"""

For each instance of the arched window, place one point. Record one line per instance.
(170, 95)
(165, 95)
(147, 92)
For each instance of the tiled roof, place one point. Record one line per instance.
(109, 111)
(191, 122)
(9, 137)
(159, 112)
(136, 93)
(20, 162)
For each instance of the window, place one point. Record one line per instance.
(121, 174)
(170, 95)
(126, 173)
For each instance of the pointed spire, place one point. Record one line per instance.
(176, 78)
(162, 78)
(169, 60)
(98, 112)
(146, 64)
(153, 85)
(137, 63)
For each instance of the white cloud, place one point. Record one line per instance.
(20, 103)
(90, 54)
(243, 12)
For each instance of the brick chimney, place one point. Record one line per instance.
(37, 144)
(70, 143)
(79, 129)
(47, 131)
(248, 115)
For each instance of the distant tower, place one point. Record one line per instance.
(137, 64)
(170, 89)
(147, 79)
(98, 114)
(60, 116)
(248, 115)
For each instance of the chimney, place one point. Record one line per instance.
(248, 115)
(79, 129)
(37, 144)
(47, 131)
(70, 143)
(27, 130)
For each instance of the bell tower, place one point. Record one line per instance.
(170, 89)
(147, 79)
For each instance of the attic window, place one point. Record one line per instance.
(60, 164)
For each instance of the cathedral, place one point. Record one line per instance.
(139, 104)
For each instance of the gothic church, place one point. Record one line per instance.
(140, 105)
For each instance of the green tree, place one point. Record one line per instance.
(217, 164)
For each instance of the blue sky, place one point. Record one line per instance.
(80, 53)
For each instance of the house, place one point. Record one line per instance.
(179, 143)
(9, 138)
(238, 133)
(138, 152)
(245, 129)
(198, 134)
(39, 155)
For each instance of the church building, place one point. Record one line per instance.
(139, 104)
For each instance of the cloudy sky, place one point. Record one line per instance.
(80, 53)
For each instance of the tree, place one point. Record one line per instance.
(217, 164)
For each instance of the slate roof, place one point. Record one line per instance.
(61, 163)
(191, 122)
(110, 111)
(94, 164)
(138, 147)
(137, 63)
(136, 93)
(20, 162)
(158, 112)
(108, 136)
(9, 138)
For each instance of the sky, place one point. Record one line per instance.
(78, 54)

"""

*Problem statement*
Repeat, character for character, the lines from the one that holds "For each instance of the blue" to the final line of the material, inclusive, and no other lines.

*Answer for this exercise*
For each instance of the blue sky, place one point. Record one line per instance.
(80, 53)
For each instance of the house, place one point. Record one line per instance.
(179, 143)
(9, 138)
(238, 133)
(138, 152)
(245, 129)
(198, 134)
(39, 155)
For each instance of the church building, place one point. Record one line per instance.
(139, 104)
For each instance of the cloudy sky, place one point. Record one line per instance.
(80, 53)
For each instance of the tree, place one point. Record one line per instance.
(217, 164)
For each instance of the slate roof, place one point. Record one line per instance.
(61, 163)
(191, 122)
(110, 111)
(94, 164)
(138, 147)
(137, 63)
(136, 93)
(20, 162)
(158, 112)
(108, 136)
(9, 138)
For each instance of the sky, place one point. Record one line per instance.
(78, 54)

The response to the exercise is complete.